## Start SOURCE TEXT

March 2, 2008 5:37 PM | Reply | Permalink
The key question at this time -it appears -is to have one state Attorney General file the necessary paperwork to get impeachment rolling against someone - I still like Cheney - all misdeeds surely lead to or through the OVP.
Here's an idea why can't we have an online fundraiser that would allow us to go out an hire one good progressive lawyer/lobbyist to do but one task - to indentify the one state attorney general that would file the 603 or whatever the heck it is to get this much delayed impeachment proccess started. What would that cost ? How do we do that ? Could we maybe piggy back on MoveOn - would anyone at downingstreetmemo be already positioned to take donations etc to get this proccess started .I would send $5OO.OO now if we had the assurances that this money would be spent by a hired progressive lawyer ( I GUESS) to go out and get the State AG 's on this deal .
What kind of budget would this take ?
March 2, 2008 5:39 PM | Reply | Permalink
Before we start talking a budget, we need to hear a compelling argument about a strategy to succeed. One approach is to announce the intention, and invite media relations/law firms to provide a proposal. Let them outline "their plan," and we can review whether we want to consider their budget, or try something else. "No response" is a response: "We aren't interested in our oath, or the Constitution."
Before we have a fundraiser to raise funds, I would encourage the AG's to respond: What support do they need? They've already been elected to office, and they have the majority of the support. They have a staff. The AG's need to be specific with the constraints in their way. We don't need money to remind the AGs of their oath; the AGs need to spend some of their official money making the case they should not be removed for malfeasance.
As far as "paying" at Attorney General "more" money to do their job appears to be a problem. We're not required to work with only one State; but can invite all 50 state AG's to organize themselves to support this objective.
The burden is on the legal community to outline a plan, disclose how they plan to use the resources, and what oversight they will agree to. They are subject to audits, reviews, and legal compliance. It's not as if this will be done in absolute secrecy.
A media relations company would be able to outline the scope of advertising dollars required to contact the right decision makers. The key will be to organize the voters/public to confront the State leadership: "Either do your job, or you're subject to prosecution/removal."
MoveOn and David Swanson are good places/people to contact to float the idea. We don't necessarily have to hire a lawyer; we need a public relations firm that knows the law, the Constitution, and the attorney standards of conduct. The real issue: What's the American Bar Associations and National Lawyer Guild have by way of a "plan" to ensure the Constitution is protected. They may have some insight into the opposition, and excuses for inaction. There will need to be strategies developed to confront the arguments for inaction.
March 2, 2008 5:56 PM | Reply | Permalink
This is a doable task: That of developing a public relations strategy to support the AG led efforts to arrest, indict, and prosecute a sitting President. Draft: Feel free to add your suggestions, ideas, or comments.

## End SOURCE TEXT
## Start SOURCE MATERIAL

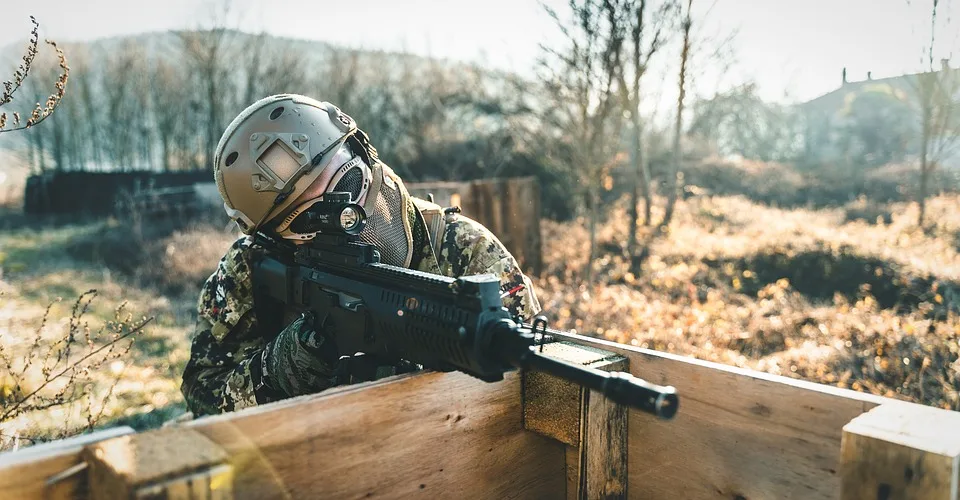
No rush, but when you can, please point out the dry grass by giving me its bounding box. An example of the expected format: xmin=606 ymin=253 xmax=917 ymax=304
xmin=0 ymin=214 xmax=236 ymax=449
xmin=536 ymin=191 xmax=960 ymax=409
xmin=0 ymin=156 xmax=960 ymax=446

## End SOURCE MATERIAL

■ **WORK TO COMPLETE**
Rewrite the impeachment discussion from "MoveOn and David" to "arguments for inaction.", putting "legal advocacy group" in place of "public relations firm".

■ **RESULT OF THIS EXERCISE**
MoveOn and David Swanson are good places/people to contact to float the idea. We don't necessarily have to hire a lawyer; we need a legal advocacy group that knows the law, the Constitution, and the attorney standards of conduct. The real issue: What's the American Bar Associations and National Lawyer Guild have by way of a "plan" to ensure the Constitution is protected. They may have some insight into the opposition, and excuses for inaction. There will need to be strategies developed to confront the arguments for inaction.